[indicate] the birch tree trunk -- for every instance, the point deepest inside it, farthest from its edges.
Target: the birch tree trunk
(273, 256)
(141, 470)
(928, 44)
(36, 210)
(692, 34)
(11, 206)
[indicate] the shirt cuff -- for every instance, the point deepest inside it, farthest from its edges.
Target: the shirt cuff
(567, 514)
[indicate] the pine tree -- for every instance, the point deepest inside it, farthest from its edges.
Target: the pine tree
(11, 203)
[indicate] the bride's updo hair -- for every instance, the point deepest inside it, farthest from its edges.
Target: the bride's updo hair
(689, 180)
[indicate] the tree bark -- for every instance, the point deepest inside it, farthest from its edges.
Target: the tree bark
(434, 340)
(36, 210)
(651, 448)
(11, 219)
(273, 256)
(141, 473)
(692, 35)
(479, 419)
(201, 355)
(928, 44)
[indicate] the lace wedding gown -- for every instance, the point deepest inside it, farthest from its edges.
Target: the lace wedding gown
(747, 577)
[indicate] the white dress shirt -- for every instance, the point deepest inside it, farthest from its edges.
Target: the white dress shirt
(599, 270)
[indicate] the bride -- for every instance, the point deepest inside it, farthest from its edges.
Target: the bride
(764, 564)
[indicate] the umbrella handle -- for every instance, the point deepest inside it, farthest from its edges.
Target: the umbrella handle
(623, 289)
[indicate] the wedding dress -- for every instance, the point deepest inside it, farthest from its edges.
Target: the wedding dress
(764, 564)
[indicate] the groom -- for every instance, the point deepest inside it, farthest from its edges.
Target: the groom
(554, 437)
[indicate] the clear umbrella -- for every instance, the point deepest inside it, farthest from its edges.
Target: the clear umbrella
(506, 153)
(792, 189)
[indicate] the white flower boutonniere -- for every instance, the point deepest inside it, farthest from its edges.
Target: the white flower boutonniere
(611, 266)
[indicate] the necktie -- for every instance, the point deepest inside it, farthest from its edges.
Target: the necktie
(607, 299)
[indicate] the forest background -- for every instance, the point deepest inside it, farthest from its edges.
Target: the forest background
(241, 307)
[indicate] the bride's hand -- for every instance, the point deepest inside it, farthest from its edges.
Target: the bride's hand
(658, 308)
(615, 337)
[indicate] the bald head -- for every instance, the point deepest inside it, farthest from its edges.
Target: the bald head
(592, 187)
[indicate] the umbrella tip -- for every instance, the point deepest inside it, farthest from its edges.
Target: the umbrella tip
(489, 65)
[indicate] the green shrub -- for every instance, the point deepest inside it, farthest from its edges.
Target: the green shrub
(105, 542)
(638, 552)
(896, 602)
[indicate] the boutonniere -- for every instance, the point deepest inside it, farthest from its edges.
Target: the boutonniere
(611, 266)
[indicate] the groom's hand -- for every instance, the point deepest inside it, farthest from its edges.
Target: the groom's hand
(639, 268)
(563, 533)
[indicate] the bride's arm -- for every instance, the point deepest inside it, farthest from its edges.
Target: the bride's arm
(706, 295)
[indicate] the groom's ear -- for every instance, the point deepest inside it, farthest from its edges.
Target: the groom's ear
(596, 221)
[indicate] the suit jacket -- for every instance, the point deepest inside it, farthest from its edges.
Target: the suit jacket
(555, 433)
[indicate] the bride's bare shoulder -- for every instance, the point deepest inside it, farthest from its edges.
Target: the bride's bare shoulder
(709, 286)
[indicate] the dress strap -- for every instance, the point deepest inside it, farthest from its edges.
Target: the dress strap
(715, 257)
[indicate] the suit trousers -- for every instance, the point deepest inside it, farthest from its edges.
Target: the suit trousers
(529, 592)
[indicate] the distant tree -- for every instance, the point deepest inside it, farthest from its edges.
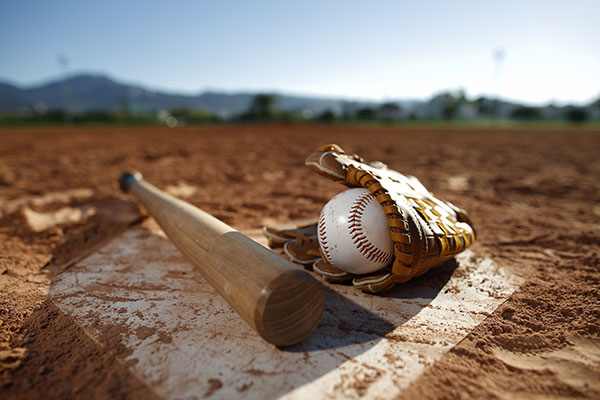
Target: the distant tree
(192, 116)
(262, 108)
(525, 113)
(576, 114)
(485, 107)
(327, 116)
(450, 103)
(390, 111)
(366, 114)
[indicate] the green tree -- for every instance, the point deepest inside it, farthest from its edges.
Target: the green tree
(366, 114)
(450, 103)
(327, 116)
(525, 113)
(576, 114)
(262, 108)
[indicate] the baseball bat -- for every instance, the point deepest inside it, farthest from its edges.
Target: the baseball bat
(278, 299)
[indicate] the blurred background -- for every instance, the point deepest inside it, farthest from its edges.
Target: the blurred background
(191, 62)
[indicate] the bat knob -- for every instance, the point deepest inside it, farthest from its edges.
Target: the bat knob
(128, 178)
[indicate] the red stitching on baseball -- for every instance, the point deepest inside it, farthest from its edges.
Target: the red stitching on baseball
(323, 237)
(359, 237)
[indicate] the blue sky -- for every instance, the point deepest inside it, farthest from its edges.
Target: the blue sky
(374, 50)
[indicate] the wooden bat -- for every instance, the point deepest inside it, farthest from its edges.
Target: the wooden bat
(278, 299)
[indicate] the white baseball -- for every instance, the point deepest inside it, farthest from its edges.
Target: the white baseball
(354, 234)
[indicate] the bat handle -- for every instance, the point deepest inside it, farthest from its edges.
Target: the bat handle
(281, 301)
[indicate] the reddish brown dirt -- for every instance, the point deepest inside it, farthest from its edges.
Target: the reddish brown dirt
(534, 196)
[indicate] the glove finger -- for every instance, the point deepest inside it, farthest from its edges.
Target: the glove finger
(330, 273)
(375, 283)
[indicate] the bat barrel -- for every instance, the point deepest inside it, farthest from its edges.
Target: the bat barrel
(278, 299)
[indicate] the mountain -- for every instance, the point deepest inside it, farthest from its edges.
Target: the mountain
(86, 92)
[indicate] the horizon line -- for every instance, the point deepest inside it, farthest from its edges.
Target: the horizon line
(283, 92)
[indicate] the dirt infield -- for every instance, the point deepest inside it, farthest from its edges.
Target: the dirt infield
(533, 195)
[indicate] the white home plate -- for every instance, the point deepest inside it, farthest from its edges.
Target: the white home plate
(185, 341)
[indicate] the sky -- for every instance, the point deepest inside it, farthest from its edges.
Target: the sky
(530, 51)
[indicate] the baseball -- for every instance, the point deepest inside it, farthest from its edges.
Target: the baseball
(353, 232)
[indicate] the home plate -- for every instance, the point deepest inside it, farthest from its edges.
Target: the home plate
(174, 331)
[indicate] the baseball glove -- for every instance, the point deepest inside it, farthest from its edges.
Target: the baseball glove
(426, 231)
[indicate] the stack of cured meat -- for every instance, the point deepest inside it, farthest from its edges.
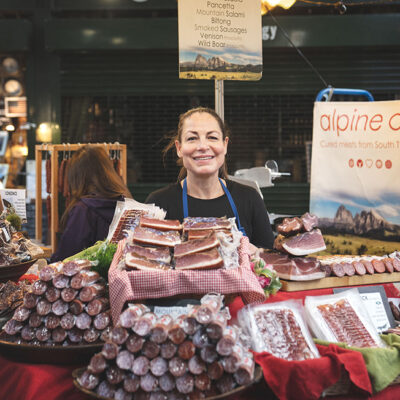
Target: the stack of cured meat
(193, 356)
(67, 305)
(165, 244)
(279, 329)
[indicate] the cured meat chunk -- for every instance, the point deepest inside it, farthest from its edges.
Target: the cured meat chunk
(309, 221)
(160, 224)
(135, 262)
(378, 265)
(290, 226)
(196, 223)
(205, 260)
(196, 246)
(160, 254)
(156, 238)
(304, 243)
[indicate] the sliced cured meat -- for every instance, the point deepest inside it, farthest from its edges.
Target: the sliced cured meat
(388, 264)
(196, 246)
(156, 238)
(396, 264)
(160, 224)
(141, 263)
(304, 243)
(348, 268)
(337, 270)
(378, 265)
(196, 223)
(368, 266)
(160, 254)
(309, 221)
(359, 267)
(204, 260)
(290, 226)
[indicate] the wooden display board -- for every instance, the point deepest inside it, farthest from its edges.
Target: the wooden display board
(54, 150)
(332, 282)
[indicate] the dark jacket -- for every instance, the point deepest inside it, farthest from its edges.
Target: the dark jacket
(88, 221)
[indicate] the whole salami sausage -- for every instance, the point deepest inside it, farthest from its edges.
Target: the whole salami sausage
(359, 267)
(388, 264)
(59, 335)
(59, 307)
(378, 265)
(337, 270)
(110, 350)
(91, 335)
(119, 335)
(140, 366)
(51, 321)
(60, 281)
(348, 268)
(158, 366)
(67, 321)
(125, 360)
(68, 294)
(39, 287)
(52, 294)
(43, 307)
(166, 382)
(35, 320)
(96, 306)
(150, 349)
(368, 266)
(131, 383)
(30, 300)
(102, 320)
(97, 364)
(148, 382)
(76, 307)
(83, 321)
(168, 350)
(22, 313)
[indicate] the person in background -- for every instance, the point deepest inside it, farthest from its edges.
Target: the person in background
(203, 188)
(94, 187)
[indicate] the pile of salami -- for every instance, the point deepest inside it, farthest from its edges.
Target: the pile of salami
(165, 244)
(195, 355)
(67, 305)
(299, 236)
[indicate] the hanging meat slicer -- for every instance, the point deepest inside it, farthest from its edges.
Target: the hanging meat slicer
(259, 177)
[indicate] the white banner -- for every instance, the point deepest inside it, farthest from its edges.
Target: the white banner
(355, 172)
(220, 39)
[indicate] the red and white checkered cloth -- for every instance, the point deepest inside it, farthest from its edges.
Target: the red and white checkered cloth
(139, 285)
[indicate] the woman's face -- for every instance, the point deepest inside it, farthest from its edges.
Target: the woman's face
(202, 146)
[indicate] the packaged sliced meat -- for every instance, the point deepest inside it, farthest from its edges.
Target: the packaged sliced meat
(342, 317)
(160, 224)
(154, 237)
(279, 328)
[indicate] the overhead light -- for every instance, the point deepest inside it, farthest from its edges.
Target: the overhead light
(267, 5)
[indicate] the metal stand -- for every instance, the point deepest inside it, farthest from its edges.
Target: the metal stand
(219, 98)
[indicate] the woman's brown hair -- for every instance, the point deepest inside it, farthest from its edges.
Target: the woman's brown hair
(223, 171)
(92, 174)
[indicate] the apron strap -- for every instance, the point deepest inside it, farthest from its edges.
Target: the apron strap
(228, 195)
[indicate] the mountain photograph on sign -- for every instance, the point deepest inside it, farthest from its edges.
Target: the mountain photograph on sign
(203, 66)
(367, 232)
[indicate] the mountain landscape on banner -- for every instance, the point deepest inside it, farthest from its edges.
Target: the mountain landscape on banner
(366, 223)
(217, 63)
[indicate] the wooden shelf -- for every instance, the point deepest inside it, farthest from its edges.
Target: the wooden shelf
(332, 282)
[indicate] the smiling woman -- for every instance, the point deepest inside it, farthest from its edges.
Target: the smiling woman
(203, 188)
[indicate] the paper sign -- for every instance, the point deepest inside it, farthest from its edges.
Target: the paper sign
(220, 39)
(15, 198)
|---|
Only the lines from the beginning of the entries through the line bearing "[indicate] the shirt" should be returned, each exactly as written.

Task output ::
[indicate] the birch tree trunk -- for every instance, the point deepest inside it, farthest from its edges.
Target: the birch tree trunk
(273, 256)
(141, 470)
(928, 44)
(36, 210)
(692, 34)
(11, 206)
[indicate] the shirt cuff -- for every instance, the point deepest inside it, farthest from its edges.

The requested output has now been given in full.